Your instructions
Without changing anything, transcribe all of the entries.

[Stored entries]
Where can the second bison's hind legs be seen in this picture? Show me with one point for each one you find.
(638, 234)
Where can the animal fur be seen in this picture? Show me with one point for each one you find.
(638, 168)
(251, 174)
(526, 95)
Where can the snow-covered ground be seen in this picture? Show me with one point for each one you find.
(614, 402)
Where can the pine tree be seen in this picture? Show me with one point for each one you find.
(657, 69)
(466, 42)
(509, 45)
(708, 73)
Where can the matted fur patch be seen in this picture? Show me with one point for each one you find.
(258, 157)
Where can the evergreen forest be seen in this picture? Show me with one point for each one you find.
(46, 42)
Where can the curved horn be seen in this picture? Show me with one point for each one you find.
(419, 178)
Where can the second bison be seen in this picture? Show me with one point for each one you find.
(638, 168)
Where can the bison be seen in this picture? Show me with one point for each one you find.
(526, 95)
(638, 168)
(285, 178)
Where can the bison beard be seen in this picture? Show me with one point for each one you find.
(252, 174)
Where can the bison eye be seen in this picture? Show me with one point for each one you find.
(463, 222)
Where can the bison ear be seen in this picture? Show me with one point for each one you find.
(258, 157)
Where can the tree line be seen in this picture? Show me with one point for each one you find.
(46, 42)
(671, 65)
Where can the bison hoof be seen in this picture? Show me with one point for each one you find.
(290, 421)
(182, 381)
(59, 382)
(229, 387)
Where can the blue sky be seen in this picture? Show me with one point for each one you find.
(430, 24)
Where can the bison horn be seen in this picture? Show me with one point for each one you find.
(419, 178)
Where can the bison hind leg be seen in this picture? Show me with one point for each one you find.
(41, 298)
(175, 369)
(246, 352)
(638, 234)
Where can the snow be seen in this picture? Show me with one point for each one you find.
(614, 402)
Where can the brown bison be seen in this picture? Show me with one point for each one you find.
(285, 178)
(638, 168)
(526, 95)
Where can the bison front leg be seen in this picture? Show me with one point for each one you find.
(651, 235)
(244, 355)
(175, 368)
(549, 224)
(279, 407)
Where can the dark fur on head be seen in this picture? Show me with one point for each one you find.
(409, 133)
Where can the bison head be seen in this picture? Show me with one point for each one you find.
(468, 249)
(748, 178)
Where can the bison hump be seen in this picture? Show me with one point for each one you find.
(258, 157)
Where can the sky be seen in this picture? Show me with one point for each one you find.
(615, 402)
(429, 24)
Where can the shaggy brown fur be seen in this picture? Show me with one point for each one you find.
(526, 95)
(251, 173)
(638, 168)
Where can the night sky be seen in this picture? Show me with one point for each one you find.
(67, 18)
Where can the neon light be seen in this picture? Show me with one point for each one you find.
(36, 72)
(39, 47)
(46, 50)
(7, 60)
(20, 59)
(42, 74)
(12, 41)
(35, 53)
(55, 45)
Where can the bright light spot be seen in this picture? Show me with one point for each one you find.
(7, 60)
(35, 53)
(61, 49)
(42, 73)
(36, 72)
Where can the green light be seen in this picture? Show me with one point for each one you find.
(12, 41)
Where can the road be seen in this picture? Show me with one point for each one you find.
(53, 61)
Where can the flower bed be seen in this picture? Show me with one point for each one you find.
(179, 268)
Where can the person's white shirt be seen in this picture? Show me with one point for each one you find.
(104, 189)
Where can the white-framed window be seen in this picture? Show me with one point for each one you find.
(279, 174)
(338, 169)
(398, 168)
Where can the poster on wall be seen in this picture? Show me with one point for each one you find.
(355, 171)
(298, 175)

Completed task
Where can the second bison's hind legs be seen in this picture? Show me with one point for each one you find.
(638, 234)
Where can the animal fur be seen in this picture? Show me with one point for each one you find.
(638, 168)
(251, 174)
(526, 95)
Where can the snow-covered ground be seen in this picture? Show me with one point for each one you find.
(614, 402)
Where can the pine tree be seen in this picture? Show me with one point for each one you find.
(657, 69)
(466, 42)
(509, 45)
(708, 73)
Where can the matted fur patch be seen in this picture? Show me with one point for each one you find.
(258, 157)
Where can the evergreen forest be seen in this picture? Show me with one point for each one you find.
(46, 42)
Where can the curved horn be seen in this picture? Show me with one point for each one you find.
(419, 178)
Where can the second bison be seen in this picture? Show me with one point for each one you find.
(638, 168)
Where can the bison be seen in this picture? Show me with one point for each one you find.
(526, 95)
(638, 168)
(285, 178)
Where can the bison beard be seen in this picture? Show me with one point for each one you find.
(252, 174)
Where can the bison eye be seen in this picture? Show me with one point for each one you find.
(463, 222)
Where can the bison ear be seen in this picture? Show me with one point for each one you find.
(258, 157)
Where can the tree line be seen in this picture? Show me with one point for each one you find.
(46, 42)
(671, 65)
Where can the bison hoof be seen in this picture? Show me with one point for each one you find.
(290, 421)
(182, 381)
(59, 382)
(229, 387)
Where can the blue sky be seen in this picture? Show me with one point for each one you find.
(430, 24)
Where can the bison horn be seen in this picture? Show me with one point for each one you find.
(419, 178)
Where can the bison hind leg be seen in this picture? Show me with one point for each one you find.
(41, 298)
(175, 369)
(246, 352)
(638, 234)
Where can the snow be seen in this picture? Show me with one point for each one you find.
(614, 402)
Where can the brown bison be seen in this picture? Show me with one point for each one you find.
(285, 178)
(638, 168)
(526, 95)
Where can the bison front leg be seen in this picture? Show me with one point for each one you find.
(651, 235)
(244, 355)
(175, 368)
(549, 224)
(279, 407)
Where can the dark fur on head be seen in this picture? Show me with one point for each one you find.
(409, 133)
Where can the bison head be seen in this picture? Show me with one point for each one you find.
(468, 249)
(748, 178)
Where can the bison hump be seen in this picture? Show me with one point for each one you find.
(258, 157)
Where can the sky be seen in this picture? Show me with one point for each one you find.
(615, 402)
(429, 24)
Where can the shaggy brown fur be seen in this picture? Show me with one point for each one you find.
(526, 95)
(251, 173)
(638, 168)
Where can the night sky be seen in this picture? Show me with one point for each one you find.
(67, 18)
Where can the neon light be seen in this picture? Show me with one point for each one you find.
(36, 72)
(39, 47)
(46, 50)
(7, 60)
(20, 59)
(42, 74)
(12, 41)
(35, 53)
(55, 45)
Where can the bright light spot be seen in this picture? Show me with one point for each one you find.
(7, 60)
(35, 53)
(61, 49)
(42, 73)
(36, 72)
Where can the green light be seen in this picture? Show me with one point for each one you find.
(12, 41)
Where can the road be seen in this picture? Show me with one point for each one you find.
(53, 61)
Where can the flower bed be seen in this picture? Show me with one point for each one you find.
(179, 268)
Where can the person's white shirt be seen in this picture? Show me with one point for each one you find.
(104, 189)
Where can the white-framed window be seen in this picture? Show me with one point for each one you find.
(279, 174)
(338, 169)
(398, 168)
Where can the poster on wall be seen in this picture? Show me with one point for each one you find.
(355, 171)
(298, 175)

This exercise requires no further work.